■ **Metin Bloğu**
İran İslami Şura Meclisi Başkanı Muhammed Bakır Galibaf,
“Barış ve Güvenlik İçin Çok Taraflı Mimarinin Reformu” başlıklı BRICS üyesi
ülkelerin Parlamentolarının 5. Çalışma Oturumu’na katılarak bir konuşma yaptı.
Galibaf konuşmasında, İkinci Dünya Savaşı sonrasında ve
sınırlı sayıdaki büyük gücün merkezinde şekillenen mevcut uluslararası düzenin
günümüz dünyasının ihtiyaç ve gerçekliklerine artık yanıt verememekte olduğunu
vurgulayarak, “Mevcut yapılar, ortaya çıkan yeni zorluklar karşısında sadece
etkisiz kalmakla kalmamış, bazı durumlarda bizzat krizin bir parçası hâline
gelmişlerdir" dedi.
Galibaf, milletlerin çoğunluğunun taleplerine yönelik
yapısal kayıtsızlık, Güvenlik Konseyi gibi kurumlarda dengesiz temsil, küresel
kaynaklardan faydalanmadaki açık ayrımcılık, yaptırımlar ve finansal tahakküm
gibi araçların siyasi amaçlarla kullanılması, seçici çok taraflılık ve çifte
standartların, mevcut çok taraflı sistemin derin bir etkinsizlik ve hesap
verebilirlik krizi yaşadığının acı bir göstergesi olduğunu belirtti.

■ **Verilen Malzeme**
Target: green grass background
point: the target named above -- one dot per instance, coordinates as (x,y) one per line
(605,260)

■ **Görevler**
**1)** Aşağıdaki ifadelerin Galibaf'ın konuşmasına dair metinle uyuşup uyuşmadığını evet ya da hayır ile belirtin ve her yanıtı metindeki belirleyici sözleri birebir alıntılayarak destekleyin. (a) Galibaf'ın konuştuğu oturum, BRICS üyesi ülkelerin parlamentolarının 5. çalışma oturumudur. (b) Galibaf'a göre mevcut uluslararası düzen Soğuk Savaş sonrasında şekillenmiştir. (c) Galibaf, Güvenlik Konseyi gibi kurumlarda temsilin dengeli olduğunu belirtmiştir.
**2)** Galibaf'ın konuşmasına dair metni son cümlesinin ardından sürdürerek bir sonraki bölümü yazın.

■ **Görev Yanıtları**
**1)**
(a) Evet: "BRICS üyesi ülkelerin Parlamentolarının 5. Çalışma Oturumu’na katılarak bir konuşma yaptı."
(b) Hayır: "İkinci Dünya Savaşı sonrasında ve sınırlı sayıdaki büyük gücün merkezinde şekillenen mevcut uluslararası düzenin"
(c) Hayır: "Güvenlik Konseyi gibi kurumlarda dengesiz temsil"

**2)**
Mehr haber ajansının haberine göre Galibaf, “Bu yetersizlik
ve işlevsizliğin en çarpıcı örneği, Gazze’deki krizdir. Aylardır mazlum Gazze
halkı, durmaksızın en şiddetli bombardımanlara, abluka ve açlığa maruz
kalmaktadır. Binlerce çocuk, kadın ve savunmasız sivil, sistematik suçların ve
açık bir soykırımın kurbanı olmuştur. Tüm inkâr edilemez delillere, kapsamlı
uluslararası uyarılara ve dünya halklarının ortak çağrısına rağmen,
uluslararası kurumların tepkisi çoğunlukla sessizlik, eylemsizlik ve bazen de
örtülü destek ile sınırlı kalmıştır. Oysa barışı, insan onurunu ve küresel
adaleti korumakla yükümlü olan kuruluşlar, bu açık suça karşı caydırıcı
tepkiler verememiştir. Bu sessizlik, sadece diplomatik bir pasiflik değil;
halkların gözünde, bu suçlara örtülü meşruiyet kazandırmak anlamına
gelmektedir” ifadelerinde bulundu.
İran Meclis Başkanı konuşmasını şöyle sürdürdü:
“Son günlerde tanık oluyoruz ki, Gazze’de yaşanan korkunç
insani trajedilerin üzerinden iki yıl geçmiş olmasına rağmen, ABD, Güvenlik Konseyi'nin
14 üyesinin açık ve net ateşkes çağrısına karşı beşinci kez veto hakkını
kullandı ve savaşın durmasını engelledi. ABD, İsrail rejimini koşulsuz şekilde
destekleyerek, bu çocuk katili rejimin yanında yer aldı ve ona çağdaş tarihin
en korkunç soykırımlarını yapmasına destek verdi.
Bugün, Amerika’nın doğrudan desteğiyle, Gazze tam kapsamlı
ve insan eliyle oluşturulmuş bir kuşatma altına alınmış durumda; bu kuşatma,
açlıkla, ilaç ve su kıtlığıyla ve sessiz ölümlerle savunmasız sivilleri hedef
almaktadır. Tarih, sivillere karşı işlenmiş böylesine vahşi zulüm ve zalimlik
örneklerini çok nadiren görmüştür.”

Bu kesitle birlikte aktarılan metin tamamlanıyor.